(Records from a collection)
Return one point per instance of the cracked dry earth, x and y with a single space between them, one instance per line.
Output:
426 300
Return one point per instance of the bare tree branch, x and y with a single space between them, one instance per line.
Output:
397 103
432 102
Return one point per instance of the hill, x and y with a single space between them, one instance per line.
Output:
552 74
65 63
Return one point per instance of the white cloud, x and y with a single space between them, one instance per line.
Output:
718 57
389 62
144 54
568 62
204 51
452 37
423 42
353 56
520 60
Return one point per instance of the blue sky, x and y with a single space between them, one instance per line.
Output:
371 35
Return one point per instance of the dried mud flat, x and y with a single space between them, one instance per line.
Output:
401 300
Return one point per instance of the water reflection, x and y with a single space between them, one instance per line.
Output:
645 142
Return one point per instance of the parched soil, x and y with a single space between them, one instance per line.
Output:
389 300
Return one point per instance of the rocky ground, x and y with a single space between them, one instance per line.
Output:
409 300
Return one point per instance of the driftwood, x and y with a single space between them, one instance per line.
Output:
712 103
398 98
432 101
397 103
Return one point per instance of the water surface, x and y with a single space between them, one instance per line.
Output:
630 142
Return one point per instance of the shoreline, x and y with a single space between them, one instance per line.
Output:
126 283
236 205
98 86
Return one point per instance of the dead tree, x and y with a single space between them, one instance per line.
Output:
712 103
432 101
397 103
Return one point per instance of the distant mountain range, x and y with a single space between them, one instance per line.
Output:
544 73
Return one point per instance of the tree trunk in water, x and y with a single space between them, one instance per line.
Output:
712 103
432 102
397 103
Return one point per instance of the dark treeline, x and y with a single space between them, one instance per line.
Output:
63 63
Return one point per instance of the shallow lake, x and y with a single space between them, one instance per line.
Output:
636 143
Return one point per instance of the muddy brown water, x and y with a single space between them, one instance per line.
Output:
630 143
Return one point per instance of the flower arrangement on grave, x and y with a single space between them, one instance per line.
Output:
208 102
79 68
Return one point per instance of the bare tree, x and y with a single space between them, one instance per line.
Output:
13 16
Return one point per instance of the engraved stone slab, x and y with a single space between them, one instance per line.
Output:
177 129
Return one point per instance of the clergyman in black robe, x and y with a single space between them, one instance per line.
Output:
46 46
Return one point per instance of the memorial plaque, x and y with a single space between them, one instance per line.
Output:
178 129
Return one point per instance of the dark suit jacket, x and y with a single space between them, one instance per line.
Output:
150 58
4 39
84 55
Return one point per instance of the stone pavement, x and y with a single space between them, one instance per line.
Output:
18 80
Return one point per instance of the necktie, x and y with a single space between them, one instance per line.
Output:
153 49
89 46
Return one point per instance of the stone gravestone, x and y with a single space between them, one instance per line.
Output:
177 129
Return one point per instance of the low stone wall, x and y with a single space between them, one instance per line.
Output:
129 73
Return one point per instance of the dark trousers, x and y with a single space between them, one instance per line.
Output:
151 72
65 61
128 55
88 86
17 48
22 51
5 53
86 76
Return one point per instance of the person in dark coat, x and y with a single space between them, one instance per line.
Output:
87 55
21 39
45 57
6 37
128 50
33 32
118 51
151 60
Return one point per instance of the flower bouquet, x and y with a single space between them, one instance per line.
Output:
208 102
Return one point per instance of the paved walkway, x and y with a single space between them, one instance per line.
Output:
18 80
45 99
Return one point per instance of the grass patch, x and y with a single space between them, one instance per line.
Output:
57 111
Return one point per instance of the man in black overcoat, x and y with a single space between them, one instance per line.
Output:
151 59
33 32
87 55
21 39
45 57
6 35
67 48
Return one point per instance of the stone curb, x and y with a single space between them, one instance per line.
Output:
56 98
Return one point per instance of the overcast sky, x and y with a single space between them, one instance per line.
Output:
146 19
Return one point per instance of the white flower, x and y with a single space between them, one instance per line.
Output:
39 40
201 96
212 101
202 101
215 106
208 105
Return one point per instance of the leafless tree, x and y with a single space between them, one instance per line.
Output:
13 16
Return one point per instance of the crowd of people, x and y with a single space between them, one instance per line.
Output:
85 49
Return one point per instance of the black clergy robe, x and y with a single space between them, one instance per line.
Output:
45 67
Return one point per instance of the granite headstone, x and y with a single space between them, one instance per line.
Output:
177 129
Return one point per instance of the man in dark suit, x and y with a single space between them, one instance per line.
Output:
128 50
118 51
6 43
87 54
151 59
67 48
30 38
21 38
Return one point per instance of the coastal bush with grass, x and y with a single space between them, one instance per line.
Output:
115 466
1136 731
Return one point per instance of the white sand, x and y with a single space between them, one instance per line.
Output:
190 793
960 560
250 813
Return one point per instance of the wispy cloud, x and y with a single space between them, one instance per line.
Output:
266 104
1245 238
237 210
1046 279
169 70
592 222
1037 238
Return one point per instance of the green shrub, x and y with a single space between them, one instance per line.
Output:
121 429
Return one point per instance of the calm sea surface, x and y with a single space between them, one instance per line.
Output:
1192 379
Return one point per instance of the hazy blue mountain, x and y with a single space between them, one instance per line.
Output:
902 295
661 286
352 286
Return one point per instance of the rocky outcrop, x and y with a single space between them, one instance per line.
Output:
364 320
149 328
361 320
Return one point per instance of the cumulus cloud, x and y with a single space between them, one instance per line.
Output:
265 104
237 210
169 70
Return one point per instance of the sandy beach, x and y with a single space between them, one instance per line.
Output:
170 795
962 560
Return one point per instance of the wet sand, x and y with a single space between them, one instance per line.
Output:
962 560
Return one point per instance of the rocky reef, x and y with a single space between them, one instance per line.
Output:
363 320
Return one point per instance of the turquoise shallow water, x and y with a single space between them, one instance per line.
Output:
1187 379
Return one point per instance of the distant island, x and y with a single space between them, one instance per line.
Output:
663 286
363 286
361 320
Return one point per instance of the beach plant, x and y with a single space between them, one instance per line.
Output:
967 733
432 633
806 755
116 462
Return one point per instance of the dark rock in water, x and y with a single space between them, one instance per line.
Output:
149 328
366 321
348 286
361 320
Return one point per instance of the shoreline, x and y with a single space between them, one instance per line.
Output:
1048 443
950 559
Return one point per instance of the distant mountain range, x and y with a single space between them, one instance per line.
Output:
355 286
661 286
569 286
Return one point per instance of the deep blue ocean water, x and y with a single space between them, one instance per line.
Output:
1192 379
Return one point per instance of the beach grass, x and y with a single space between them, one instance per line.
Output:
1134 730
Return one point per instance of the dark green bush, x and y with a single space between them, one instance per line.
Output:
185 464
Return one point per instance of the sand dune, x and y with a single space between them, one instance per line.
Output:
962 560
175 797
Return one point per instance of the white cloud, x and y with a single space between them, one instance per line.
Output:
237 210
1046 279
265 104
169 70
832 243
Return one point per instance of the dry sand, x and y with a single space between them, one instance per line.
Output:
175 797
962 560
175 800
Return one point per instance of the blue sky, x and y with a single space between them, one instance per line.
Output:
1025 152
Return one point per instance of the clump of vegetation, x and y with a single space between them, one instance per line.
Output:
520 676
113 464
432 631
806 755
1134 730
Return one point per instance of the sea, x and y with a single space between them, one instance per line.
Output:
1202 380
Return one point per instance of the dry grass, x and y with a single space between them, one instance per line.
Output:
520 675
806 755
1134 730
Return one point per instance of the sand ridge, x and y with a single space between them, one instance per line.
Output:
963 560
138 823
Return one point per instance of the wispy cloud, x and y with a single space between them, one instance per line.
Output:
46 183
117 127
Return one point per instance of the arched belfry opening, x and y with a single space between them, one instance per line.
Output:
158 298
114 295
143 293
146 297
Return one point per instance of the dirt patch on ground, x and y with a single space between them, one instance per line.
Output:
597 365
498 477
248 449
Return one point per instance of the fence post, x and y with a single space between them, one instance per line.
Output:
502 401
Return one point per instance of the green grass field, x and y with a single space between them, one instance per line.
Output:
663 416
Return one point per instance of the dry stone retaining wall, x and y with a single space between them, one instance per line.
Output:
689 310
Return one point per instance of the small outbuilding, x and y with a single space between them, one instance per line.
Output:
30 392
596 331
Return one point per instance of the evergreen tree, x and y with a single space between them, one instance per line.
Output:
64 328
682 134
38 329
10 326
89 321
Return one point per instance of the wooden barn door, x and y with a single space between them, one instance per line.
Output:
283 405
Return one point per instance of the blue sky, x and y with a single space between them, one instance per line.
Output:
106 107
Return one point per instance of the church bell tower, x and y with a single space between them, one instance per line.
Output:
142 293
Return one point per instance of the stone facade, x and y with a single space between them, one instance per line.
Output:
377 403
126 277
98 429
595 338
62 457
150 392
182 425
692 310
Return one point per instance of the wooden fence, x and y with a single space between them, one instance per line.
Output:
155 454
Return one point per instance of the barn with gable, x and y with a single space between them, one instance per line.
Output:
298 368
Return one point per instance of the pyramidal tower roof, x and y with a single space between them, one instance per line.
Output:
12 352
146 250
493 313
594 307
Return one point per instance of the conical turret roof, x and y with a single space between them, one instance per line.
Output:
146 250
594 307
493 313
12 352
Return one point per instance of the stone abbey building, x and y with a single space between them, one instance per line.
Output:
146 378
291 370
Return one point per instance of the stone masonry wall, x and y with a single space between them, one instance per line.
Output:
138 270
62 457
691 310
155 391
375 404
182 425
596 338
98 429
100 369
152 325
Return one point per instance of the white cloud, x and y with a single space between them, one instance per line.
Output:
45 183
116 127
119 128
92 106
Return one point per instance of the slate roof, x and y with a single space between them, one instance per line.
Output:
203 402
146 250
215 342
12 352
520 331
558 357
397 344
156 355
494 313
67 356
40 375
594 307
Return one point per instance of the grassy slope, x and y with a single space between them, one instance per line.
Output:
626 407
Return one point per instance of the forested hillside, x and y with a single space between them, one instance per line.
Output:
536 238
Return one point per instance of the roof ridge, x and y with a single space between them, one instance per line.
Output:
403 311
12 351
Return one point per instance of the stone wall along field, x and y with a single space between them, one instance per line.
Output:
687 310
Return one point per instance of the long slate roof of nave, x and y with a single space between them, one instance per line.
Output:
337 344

Activity: Return the lines from the line containing "Return one point per instance of the stone masonry" to the end of the entries above, exactly as they appear and with no other output.

Task solution:
Return one point per instance of the stone masonry wall, x and y with a single space between them, one instance per line.
Output:
138 270
62 457
691 310
155 391
375 404
182 425
596 338
98 429
100 369
152 325
Return one point per instance of the white cloud, x and y with a single space between them, one instance per line.
Output:
45 183
116 127
119 128
92 106
Return one point per instance of the slate roof, x and y with a single space between them, one instance per line.
Output:
203 402
146 250
215 342
12 352
520 331
558 357
397 344
156 355
494 313
67 356
40 375
594 307
Return one point per instance of the grassy slope, x and y with a single space between them, one instance per line.
Output:
626 407
Return one point per instance of the forested hillside, x and y with a single space between them, one instance per line.
Output:
536 238
Return one point per instance of the roof ridge, x and y with a single space between them, one instance per line.
Output:
403 311
12 351
Return one point per instance of the stone wall along field, x and y with a single space between them, one instance per line.
Output:
687 310
Return one point per instance of the long slate roof of nave, x and y with a single space between them, one instance per line.
Output:
337 344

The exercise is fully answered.